Extract every line of the data that contains the string "blue", and reproduce each such line in full.

## Provided material:
* start *
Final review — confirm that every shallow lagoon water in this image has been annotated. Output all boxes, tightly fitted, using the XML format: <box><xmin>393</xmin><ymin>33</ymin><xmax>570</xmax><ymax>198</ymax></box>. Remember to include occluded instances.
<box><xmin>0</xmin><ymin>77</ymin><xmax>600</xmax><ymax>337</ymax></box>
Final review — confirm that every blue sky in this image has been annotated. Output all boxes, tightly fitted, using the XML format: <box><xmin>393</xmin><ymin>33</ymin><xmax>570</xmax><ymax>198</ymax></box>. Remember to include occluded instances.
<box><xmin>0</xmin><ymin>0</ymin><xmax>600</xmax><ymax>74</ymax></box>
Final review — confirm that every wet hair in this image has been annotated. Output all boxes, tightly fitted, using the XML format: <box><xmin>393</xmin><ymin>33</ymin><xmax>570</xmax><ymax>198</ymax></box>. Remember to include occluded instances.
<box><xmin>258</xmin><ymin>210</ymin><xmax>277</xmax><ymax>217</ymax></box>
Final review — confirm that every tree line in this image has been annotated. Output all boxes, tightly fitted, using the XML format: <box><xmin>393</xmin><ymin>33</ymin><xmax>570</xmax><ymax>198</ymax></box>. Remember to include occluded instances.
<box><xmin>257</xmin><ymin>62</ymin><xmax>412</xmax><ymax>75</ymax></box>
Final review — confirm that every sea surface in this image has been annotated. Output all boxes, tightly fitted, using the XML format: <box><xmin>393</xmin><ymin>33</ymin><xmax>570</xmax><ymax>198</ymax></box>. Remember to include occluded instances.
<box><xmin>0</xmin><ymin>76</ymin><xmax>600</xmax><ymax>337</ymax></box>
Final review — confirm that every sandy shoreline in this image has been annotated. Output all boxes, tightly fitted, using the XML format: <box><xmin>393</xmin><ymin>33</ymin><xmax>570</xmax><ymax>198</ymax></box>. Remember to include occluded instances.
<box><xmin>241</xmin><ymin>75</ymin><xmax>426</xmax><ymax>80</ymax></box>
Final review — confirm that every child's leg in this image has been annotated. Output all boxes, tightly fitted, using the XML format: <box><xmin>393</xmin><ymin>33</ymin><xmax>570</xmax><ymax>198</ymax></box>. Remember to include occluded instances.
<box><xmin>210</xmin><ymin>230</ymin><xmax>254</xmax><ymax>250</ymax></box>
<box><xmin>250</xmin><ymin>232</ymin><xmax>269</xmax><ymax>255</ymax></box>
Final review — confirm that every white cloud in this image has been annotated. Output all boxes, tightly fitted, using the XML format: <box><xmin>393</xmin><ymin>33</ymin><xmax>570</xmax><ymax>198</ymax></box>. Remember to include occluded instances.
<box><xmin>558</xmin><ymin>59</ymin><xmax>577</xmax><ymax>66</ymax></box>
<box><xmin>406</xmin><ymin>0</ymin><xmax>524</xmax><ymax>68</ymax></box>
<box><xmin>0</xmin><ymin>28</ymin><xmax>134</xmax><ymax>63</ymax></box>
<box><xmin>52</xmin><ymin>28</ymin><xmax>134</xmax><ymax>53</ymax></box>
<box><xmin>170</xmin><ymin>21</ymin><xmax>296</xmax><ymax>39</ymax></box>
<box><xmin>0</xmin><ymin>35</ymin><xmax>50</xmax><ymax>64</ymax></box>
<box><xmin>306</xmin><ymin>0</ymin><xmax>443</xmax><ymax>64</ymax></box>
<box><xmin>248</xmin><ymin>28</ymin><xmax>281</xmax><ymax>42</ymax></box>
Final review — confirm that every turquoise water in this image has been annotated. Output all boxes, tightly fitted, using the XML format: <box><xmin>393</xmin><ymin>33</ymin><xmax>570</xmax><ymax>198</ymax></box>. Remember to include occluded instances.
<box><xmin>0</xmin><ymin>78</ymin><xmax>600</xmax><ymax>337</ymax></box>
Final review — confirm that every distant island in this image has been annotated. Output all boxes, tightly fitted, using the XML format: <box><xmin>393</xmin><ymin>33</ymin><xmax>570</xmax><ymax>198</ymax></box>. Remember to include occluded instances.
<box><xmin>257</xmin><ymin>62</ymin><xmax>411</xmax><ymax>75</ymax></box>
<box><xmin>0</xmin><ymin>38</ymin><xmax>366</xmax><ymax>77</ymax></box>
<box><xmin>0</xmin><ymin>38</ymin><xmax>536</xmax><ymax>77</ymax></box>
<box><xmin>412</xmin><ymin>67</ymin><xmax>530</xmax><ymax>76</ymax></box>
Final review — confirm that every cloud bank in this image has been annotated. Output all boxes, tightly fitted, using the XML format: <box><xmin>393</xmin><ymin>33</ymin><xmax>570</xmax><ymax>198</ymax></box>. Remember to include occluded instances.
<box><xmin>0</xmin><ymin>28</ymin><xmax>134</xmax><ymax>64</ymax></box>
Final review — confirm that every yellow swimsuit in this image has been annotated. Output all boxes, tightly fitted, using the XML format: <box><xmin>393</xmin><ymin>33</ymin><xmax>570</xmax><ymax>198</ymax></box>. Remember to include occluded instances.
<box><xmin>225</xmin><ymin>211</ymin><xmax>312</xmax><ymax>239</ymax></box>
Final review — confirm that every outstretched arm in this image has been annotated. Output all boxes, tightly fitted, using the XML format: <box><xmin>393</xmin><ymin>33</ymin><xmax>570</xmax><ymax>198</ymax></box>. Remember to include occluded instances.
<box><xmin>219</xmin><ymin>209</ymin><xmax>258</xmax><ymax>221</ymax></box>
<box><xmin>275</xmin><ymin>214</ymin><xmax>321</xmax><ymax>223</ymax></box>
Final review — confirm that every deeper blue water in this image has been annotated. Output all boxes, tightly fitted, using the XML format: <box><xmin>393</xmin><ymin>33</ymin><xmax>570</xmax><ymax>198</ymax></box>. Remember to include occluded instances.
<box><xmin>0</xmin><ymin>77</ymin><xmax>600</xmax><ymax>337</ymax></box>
* end *
## Problem solution:
Final review — confirm that every blue sky in this image has been annotated. Output all boxes, tightly fitted, using the XML format: <box><xmin>393</xmin><ymin>33</ymin><xmax>570</xmax><ymax>198</ymax></box>. Remember to include occluded instances.
Final review — confirm that every deeper blue water in this image has been annotated. Output all boxes, tightly fitted, using the XML format: <box><xmin>393</xmin><ymin>33</ymin><xmax>570</xmax><ymax>198</ymax></box>. Remember to include occluded instances.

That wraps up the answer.